## Task details
Give everything from the line containing "Task: annotate the dense green tree cluster." down to the end of the material as a JSON list of strings, one string per line, with blank lines left out.

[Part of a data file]

──────

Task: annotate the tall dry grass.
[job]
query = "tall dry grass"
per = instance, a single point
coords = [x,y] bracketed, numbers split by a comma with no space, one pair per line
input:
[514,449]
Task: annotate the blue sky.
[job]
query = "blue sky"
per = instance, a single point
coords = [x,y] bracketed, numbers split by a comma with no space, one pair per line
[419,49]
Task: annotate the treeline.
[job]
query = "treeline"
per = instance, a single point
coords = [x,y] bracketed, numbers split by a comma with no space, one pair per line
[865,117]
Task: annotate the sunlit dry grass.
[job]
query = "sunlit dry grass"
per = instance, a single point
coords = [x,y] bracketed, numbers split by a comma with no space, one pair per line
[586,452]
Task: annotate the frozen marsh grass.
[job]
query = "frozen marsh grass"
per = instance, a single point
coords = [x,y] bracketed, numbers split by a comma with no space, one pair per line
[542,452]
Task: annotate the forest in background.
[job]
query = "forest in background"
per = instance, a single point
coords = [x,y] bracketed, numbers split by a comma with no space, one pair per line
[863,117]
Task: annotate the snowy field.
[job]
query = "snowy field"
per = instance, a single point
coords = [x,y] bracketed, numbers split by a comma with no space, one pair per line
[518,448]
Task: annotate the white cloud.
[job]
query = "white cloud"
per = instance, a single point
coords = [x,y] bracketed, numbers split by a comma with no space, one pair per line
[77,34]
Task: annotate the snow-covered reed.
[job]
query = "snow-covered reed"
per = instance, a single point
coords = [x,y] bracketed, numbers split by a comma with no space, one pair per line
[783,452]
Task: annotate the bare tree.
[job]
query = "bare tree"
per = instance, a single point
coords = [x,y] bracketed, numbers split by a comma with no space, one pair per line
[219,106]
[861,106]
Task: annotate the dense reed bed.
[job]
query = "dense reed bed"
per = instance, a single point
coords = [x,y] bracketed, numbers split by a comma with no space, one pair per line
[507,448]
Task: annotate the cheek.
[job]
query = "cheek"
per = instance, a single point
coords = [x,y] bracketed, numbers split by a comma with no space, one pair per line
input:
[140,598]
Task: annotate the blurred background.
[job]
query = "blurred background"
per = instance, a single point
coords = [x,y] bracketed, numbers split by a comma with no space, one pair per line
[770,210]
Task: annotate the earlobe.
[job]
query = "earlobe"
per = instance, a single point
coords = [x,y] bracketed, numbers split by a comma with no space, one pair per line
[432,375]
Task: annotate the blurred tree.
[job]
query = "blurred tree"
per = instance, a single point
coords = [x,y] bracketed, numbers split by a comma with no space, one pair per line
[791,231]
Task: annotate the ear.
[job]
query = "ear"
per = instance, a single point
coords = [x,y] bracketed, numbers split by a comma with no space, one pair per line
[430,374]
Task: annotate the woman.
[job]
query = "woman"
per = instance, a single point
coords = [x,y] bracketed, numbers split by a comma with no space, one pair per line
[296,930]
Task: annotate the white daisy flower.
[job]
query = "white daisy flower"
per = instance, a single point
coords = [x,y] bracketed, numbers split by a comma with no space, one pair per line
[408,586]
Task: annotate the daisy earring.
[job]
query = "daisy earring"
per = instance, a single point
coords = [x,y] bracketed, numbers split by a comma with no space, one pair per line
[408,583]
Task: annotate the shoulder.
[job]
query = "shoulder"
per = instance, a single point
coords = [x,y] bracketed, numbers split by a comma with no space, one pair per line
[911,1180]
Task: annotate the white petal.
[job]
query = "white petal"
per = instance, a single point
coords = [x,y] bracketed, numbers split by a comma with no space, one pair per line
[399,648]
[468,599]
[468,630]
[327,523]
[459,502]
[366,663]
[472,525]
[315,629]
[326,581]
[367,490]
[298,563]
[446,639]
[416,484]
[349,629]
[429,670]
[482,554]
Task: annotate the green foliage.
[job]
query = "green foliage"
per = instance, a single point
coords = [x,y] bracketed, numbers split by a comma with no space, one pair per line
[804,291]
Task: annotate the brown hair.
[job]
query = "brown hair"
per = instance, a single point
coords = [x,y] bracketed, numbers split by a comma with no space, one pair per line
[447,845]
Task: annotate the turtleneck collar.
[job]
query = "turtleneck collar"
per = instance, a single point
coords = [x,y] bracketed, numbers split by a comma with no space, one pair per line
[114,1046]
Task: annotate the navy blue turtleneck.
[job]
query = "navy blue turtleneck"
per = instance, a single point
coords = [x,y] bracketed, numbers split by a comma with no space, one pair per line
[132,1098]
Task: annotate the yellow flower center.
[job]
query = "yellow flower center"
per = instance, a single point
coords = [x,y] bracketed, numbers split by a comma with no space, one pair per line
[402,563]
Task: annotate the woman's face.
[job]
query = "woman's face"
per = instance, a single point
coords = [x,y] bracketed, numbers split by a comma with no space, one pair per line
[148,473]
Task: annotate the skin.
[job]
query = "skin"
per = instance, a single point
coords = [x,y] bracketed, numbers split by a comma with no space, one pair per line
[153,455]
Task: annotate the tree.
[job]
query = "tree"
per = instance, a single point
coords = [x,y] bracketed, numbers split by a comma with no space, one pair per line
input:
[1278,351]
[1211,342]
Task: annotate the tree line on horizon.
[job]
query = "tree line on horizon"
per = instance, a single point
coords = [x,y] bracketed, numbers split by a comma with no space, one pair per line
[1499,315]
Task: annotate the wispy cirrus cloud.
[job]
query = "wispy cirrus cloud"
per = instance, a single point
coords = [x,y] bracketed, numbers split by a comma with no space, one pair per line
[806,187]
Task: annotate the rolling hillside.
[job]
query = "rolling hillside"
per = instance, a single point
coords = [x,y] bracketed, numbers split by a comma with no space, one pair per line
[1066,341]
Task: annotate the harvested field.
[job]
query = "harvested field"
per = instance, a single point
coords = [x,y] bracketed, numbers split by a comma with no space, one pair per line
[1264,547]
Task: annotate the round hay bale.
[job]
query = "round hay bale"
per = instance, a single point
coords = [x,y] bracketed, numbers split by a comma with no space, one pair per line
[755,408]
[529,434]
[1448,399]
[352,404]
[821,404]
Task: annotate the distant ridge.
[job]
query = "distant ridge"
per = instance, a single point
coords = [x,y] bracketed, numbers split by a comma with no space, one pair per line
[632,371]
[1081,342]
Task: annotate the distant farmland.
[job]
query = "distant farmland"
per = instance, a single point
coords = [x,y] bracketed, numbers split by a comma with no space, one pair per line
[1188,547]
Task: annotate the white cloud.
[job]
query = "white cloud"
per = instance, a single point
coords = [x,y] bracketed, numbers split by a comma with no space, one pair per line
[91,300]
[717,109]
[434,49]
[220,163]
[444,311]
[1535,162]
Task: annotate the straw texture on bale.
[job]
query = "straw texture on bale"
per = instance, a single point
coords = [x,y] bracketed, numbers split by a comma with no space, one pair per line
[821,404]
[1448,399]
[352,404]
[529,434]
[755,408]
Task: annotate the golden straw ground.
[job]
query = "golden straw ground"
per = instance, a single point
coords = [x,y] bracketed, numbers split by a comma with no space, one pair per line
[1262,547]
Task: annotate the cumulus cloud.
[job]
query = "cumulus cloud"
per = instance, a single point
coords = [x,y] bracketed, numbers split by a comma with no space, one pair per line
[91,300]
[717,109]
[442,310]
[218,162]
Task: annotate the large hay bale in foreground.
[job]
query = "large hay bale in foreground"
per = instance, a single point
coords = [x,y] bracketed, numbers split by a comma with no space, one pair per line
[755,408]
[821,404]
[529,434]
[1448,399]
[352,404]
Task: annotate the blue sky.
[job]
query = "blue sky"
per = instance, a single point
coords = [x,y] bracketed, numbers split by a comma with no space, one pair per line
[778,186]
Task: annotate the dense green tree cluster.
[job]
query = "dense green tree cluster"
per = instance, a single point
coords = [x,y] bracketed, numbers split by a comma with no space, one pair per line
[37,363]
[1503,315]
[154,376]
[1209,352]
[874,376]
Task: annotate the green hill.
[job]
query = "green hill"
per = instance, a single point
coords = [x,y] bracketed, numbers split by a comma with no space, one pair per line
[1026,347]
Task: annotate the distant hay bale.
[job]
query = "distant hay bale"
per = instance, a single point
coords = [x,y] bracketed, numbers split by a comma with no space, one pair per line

──────

## Exercise solution
[
  "Task: annotate the dense green tree cluster.",
  "[job]",
  "query = \"dense green tree cluster\"",
  "per = instance, a single point",
  "coords = [x,y] bracketed, numbers split by a comma with no space, one pair per line",
  "[37,363]",
  "[1503,315]",
  "[154,376]",
  "[1209,352]",
  "[874,376]",
  "Task: annotate the green hill.",
  "[job]",
  "query = \"green hill\"",
  "per = instance, a single point",
  "coords = [x,y] bracketed, numbers split by a comma with no space, one pair per line",
  "[1026,347]",
  "Task: annotate the distant hay bale.",
  "[job]",
  "query = \"distant hay bale\"",
  "per = instance, a single point",
  "coords = [x,y] bracketed, numbers split by a comma with no space, one pair per line"
]